▶ _Problem description_
Reproduce the entries below in full, word for word.

────────

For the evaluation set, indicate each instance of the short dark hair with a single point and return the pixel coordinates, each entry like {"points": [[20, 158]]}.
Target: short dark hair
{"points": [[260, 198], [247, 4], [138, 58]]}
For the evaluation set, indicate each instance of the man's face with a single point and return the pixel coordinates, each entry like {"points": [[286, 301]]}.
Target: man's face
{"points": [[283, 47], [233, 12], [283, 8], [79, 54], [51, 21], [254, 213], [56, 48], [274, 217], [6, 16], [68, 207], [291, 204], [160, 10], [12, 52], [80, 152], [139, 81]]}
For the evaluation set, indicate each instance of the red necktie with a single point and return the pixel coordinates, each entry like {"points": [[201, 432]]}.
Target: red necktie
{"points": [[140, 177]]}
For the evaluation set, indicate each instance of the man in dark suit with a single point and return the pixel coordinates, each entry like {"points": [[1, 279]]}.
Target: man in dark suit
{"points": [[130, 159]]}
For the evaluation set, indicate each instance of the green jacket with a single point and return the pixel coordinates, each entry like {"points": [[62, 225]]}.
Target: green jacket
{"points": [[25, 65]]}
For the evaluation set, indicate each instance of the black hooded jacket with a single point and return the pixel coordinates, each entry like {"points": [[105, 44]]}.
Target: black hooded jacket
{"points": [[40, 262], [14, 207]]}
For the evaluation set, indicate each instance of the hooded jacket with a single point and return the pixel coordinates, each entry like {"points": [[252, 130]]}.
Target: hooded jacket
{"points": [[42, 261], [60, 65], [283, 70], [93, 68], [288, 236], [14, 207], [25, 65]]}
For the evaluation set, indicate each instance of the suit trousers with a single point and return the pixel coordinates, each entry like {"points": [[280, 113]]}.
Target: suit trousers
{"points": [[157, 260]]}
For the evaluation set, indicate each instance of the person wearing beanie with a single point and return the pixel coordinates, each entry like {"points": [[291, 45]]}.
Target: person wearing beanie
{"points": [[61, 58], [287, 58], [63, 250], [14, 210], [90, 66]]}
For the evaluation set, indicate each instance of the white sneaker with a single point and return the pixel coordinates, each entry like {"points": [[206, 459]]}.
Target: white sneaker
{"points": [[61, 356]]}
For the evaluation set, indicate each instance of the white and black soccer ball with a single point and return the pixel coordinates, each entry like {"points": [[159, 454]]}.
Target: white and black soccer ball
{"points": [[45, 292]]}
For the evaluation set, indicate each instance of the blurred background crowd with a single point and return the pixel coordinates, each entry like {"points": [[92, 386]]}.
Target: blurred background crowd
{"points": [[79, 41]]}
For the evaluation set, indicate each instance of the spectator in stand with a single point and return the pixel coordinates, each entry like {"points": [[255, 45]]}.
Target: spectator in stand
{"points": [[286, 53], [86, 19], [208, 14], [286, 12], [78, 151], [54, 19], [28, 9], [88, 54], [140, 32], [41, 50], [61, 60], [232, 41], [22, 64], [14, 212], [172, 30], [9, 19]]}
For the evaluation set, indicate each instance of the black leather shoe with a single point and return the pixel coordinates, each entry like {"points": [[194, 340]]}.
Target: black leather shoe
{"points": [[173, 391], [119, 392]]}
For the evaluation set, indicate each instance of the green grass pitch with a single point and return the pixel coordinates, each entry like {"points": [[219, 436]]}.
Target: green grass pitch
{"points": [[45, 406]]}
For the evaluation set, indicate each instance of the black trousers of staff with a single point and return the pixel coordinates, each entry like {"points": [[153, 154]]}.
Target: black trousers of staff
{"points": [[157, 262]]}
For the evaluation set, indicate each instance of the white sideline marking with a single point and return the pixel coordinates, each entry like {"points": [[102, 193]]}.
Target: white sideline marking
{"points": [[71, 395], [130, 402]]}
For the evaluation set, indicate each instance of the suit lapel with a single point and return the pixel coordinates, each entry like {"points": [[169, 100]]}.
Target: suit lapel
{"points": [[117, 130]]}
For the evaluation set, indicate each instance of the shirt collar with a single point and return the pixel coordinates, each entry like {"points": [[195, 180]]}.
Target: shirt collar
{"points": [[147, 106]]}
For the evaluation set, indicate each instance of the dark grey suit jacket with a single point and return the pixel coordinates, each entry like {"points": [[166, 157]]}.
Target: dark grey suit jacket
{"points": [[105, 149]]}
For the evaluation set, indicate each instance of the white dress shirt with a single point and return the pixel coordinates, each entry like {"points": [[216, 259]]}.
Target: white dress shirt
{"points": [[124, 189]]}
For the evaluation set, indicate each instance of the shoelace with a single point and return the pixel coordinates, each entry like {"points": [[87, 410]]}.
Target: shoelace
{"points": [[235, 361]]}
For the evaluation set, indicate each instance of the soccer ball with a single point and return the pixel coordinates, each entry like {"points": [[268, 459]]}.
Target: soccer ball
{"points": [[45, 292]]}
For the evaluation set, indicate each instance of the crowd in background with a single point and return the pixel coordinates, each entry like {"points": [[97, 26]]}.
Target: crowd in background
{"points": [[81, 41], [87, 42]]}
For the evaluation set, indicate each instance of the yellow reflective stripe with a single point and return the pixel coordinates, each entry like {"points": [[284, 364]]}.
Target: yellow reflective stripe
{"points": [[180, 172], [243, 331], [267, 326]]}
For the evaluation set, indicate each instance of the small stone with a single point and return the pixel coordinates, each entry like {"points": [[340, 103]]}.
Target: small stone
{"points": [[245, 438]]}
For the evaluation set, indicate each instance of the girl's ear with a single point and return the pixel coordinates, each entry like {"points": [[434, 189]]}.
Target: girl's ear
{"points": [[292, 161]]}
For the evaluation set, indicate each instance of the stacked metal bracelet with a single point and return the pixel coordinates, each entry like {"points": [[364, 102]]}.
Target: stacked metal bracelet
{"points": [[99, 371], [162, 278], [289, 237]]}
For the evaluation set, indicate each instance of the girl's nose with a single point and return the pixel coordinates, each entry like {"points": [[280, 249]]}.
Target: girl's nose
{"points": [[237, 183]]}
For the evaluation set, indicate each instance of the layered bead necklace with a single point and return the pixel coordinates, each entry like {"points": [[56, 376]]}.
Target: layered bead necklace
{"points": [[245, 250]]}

────────

▶ _Exercise result_
For the evaluation set, indicate each instance of the short dark hair with a single point and return the pixel coordinates, each entry like {"points": [[20, 158]]}.
Target: short dark hair
{"points": [[260, 198], [247, 4], [138, 58]]}
For the evaluation set, indicate each instance of the man's face with a single point and return the pixel coordinates, each entry like {"points": [[286, 301]]}.
Target: man's face
{"points": [[283, 47], [233, 12], [283, 8], [79, 54], [51, 21], [254, 213], [56, 48], [274, 217], [6, 16], [68, 207], [291, 204], [160, 10], [12, 52], [80, 152], [139, 81]]}
For the evaluation set, indicate each instance of the red necktie with a single point and return the pixel coordinates, each entry like {"points": [[201, 432]]}.
Target: red necktie
{"points": [[140, 177]]}
For the evaluation set, indicate each instance of the man in dark suit with a single point and return the pixel coordinates, each entry like {"points": [[1, 279]]}.
Target: man in dark suit
{"points": [[130, 159]]}
For the evaluation set, indicate each instance of the green jacket with a single point and return the pixel coordinates, each entry like {"points": [[62, 225]]}.
Target: green jacket
{"points": [[25, 65]]}
For the evaluation set, indicate each instance of the black hooded jacket with a single point and return the pixel coordinates, each entry like {"points": [[105, 44]]}.
Target: black hooded jacket
{"points": [[40, 262], [14, 207]]}
For the evaluation set, indicate each instance of the hooded jacket with a single point and return the pixel coordinates, each entry like {"points": [[252, 130]]}.
Target: hooded jacket
{"points": [[42, 261], [60, 65], [283, 70], [93, 68], [288, 236], [14, 207], [25, 65]]}
For the evaluation set, indicate each instance of the suit trousers with a single point and return the pixel coordinates, each entry like {"points": [[280, 113]]}.
Target: suit trousers
{"points": [[157, 260]]}
For the evaluation set, indicate each instance of the person wearing beanie with a single point and return the pixel coordinates, each entry like {"points": [[291, 45]]}.
Target: person wearing beanie
{"points": [[61, 58], [287, 58], [63, 250], [14, 210], [90, 66]]}
For the evaluation set, indicate each instance of the white sneaker with a single point and return the pixel coordinates, each entry like {"points": [[206, 459]]}.
Target: white sneaker
{"points": [[61, 356]]}
For the evaluation set, indicate each instance of the white and black soccer ball with a single point and return the pixel coordinates, each entry like {"points": [[159, 454]]}.
Target: white and black soccer ball
{"points": [[45, 292]]}
For the evaluation set, indicate each instance of the blurred background crowd with a single point and return the pixel coordinates, each entry like {"points": [[92, 386]]}.
Target: blurred background crowd
{"points": [[79, 41]]}
For the evaluation set, indicate each instance of the spectator in stand with a single point and return the pixel coordinates, each entry like {"points": [[255, 45]]}.
Target: spectator in stand
{"points": [[286, 53], [86, 19], [208, 14], [286, 12], [78, 151], [54, 19], [28, 9], [88, 54], [140, 32], [41, 50], [61, 60], [232, 41], [22, 64], [14, 212], [172, 30], [9, 19]]}
For the evaluation set, indicate each instance of the black leather shoe with a single point and return the pixel coordinates, each entry like {"points": [[194, 340]]}.
Target: black leather shoe
{"points": [[173, 391], [119, 392]]}
For the evaluation set, indicate each instance of the green grass pitch with a single point and return the pixel coordinates, each entry like {"points": [[219, 436]]}.
Target: green grass pitch
{"points": [[45, 406]]}
For the evaluation set, indicate each instance of the black trousers of staff with a single point and return the pixel coordinates, each entry like {"points": [[153, 154]]}.
Target: black trousers of staff
{"points": [[157, 262]]}
For the evaluation set, indicate each instance of the white sideline marking with a single point and return the pixel coordinates, each entry like {"points": [[102, 193]]}.
Target: white sideline marking
{"points": [[71, 395], [130, 402]]}
For the evaluation set, indicate each instance of the suit lapel with a single point and return the pixel coordinates, each entry like {"points": [[169, 100]]}.
Target: suit lapel
{"points": [[117, 130]]}
For the evaluation set, indicate each instance of the shirt collar with a single point and return the pixel coordinates, each entry like {"points": [[195, 180]]}.
Target: shirt collar
{"points": [[147, 106]]}
For the evaluation set, indicate each instance of the dark grey suit jacket with a single point and return the pixel coordinates, each entry like {"points": [[166, 157]]}.
Target: dark grey suit jacket
{"points": [[105, 149]]}
For the evaluation set, indicate each instance of the white dress shirt with a single point and return the pixel coordinates, each entry like {"points": [[216, 259]]}.
Target: white dress shirt
{"points": [[124, 189]]}
For the evaluation set, indicate each instance of the shoelace with a single point and return the pixel coordinates, each entry like {"points": [[87, 410]]}.
Target: shoelace
{"points": [[235, 361]]}
For the evaluation set, indicate each instance of the soccer ball with a single point and return the pixel coordinates, each entry like {"points": [[268, 459]]}.
Target: soccer ball
{"points": [[45, 292]]}
For the evaluation set, indicate each instance of the crowd in background with a single point and return the pixel coordinates, each entry like {"points": [[97, 26]]}.
Target: crowd in background
{"points": [[81, 41], [87, 42]]}
For the evaluation set, indicate each instance of the yellow reflective stripe with a single point and return the pixel coordinates, each entry like {"points": [[284, 364]]}.
Target: yellow reflective stripe
{"points": [[180, 172], [243, 331], [267, 326]]}
For the evaluation set, indicate each instance of the small stone with a single point and return the pixel coordinates, each entry like {"points": [[340, 103]]}.
Target: small stone
{"points": [[245, 438]]}
For the evaluation set, indicate each instance of the girl's ear with a single point and return the pixel coordinates, each entry like {"points": [[434, 189]]}.
Target: girl's ear
{"points": [[292, 161]]}
For the evaluation set, indicate each instance of the stacked metal bracelet with a single point and return the pixel coordinates, each entry like {"points": [[364, 102]]}.
Target: stacked metal bracelet
{"points": [[99, 371], [162, 278], [289, 237]]}
For the evaluation set, indicate each instance of the girl's nose with a single point and return the pixel coordinates, each entry like {"points": [[280, 249]]}.
Target: girl's nose
{"points": [[237, 183]]}
For the evaluation set, indicate each instance of the layered bead necklace with a single point and return the pixel coordinates, each entry like {"points": [[56, 376]]}.
Target: layered bead necklace
{"points": [[245, 250]]}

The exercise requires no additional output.